---------- DATA EXTRACTS
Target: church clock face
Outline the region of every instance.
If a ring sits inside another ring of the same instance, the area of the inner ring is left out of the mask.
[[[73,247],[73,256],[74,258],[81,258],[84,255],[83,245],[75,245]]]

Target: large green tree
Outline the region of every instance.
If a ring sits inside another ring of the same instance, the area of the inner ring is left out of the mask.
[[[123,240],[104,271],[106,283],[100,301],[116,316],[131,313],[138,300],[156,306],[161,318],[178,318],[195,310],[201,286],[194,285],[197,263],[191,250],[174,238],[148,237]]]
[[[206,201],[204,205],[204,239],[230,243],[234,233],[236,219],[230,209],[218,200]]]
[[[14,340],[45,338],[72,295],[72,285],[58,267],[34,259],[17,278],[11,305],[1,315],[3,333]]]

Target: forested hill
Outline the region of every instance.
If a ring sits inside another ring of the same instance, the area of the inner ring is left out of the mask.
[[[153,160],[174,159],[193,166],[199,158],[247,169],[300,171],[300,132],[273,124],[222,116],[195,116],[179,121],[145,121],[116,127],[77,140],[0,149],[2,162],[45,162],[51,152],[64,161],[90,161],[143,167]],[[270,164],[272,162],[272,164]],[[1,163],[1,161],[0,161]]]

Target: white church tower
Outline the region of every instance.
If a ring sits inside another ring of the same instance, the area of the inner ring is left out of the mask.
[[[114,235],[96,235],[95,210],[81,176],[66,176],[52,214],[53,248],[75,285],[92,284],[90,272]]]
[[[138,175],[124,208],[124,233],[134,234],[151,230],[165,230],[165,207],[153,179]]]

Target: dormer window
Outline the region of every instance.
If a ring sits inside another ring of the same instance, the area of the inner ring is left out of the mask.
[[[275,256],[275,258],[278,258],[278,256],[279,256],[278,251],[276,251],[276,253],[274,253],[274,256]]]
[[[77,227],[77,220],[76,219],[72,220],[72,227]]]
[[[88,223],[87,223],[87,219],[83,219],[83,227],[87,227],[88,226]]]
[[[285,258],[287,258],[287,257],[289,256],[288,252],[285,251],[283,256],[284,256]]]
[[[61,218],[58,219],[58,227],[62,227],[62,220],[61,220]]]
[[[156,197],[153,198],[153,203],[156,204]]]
--------------------
### WHAT IS BEING ASKED:
Could you write out all the records exactly, please?

### WRITTEN ANSWER:
Target: church clock face
Outline the region of every instance.
If a ring sits inside another ring of the same instance, the area of the inner ring is left out of the mask.
[[[73,247],[73,256],[74,258],[81,258],[84,255],[83,245],[75,245]]]

Target: large green tree
Outline the region of every instance.
If a ring sits inside another ring of the same instance, the area of the inner ring is left out of the mask.
[[[123,240],[104,271],[106,283],[100,301],[116,316],[131,313],[138,300],[156,306],[161,318],[178,318],[195,310],[201,286],[194,285],[197,263],[191,250],[174,238],[148,237]]]
[[[206,201],[204,205],[204,239],[230,243],[234,233],[236,219],[230,209],[218,200]]]
[[[14,340],[45,338],[72,295],[72,285],[58,267],[34,259],[17,278],[11,305],[1,315],[3,333]]]

Target: forested hill
Outline the region of every instance.
If a ring sits inside another ring of the same instance, the area of the inner ring is left out of the mask.
[[[153,160],[174,159],[193,166],[199,158],[247,169],[300,171],[300,132],[273,124],[222,116],[195,116],[179,121],[145,121],[116,127],[77,140],[0,149],[2,162],[45,162],[51,152],[64,161],[90,161],[143,167]],[[270,164],[272,162],[272,164]],[[1,163],[1,161],[0,161]]]

Target: white church tower
Outline the region of every instance.
If a ring sits inside another ring of the same instance, the area of the inner ring is left out of the mask.
[[[114,235],[96,235],[95,210],[81,176],[66,176],[52,214],[53,248],[75,285],[92,284],[90,272]]]
[[[138,175],[124,208],[124,233],[134,234],[151,230],[165,230],[165,207],[153,179]]]

Target: dormer window
Outline the region of every instance.
If a ring sits inside another ring of the same instance, the area of the inner ring is left out of the mask.
[[[275,256],[275,258],[278,258],[278,256],[279,256],[278,251],[276,251],[276,253],[274,253],[274,256]]]
[[[77,227],[77,220],[76,219],[72,220],[72,227]]]
[[[88,223],[87,223],[87,219],[83,219],[83,227],[87,227],[88,226]]]
[[[285,258],[287,258],[287,257],[289,256],[288,252],[285,251],[283,256],[284,256]]]
[[[61,218],[58,219],[58,227],[62,227],[62,220],[61,220]]]
[[[156,197],[153,198],[153,203],[156,204]]]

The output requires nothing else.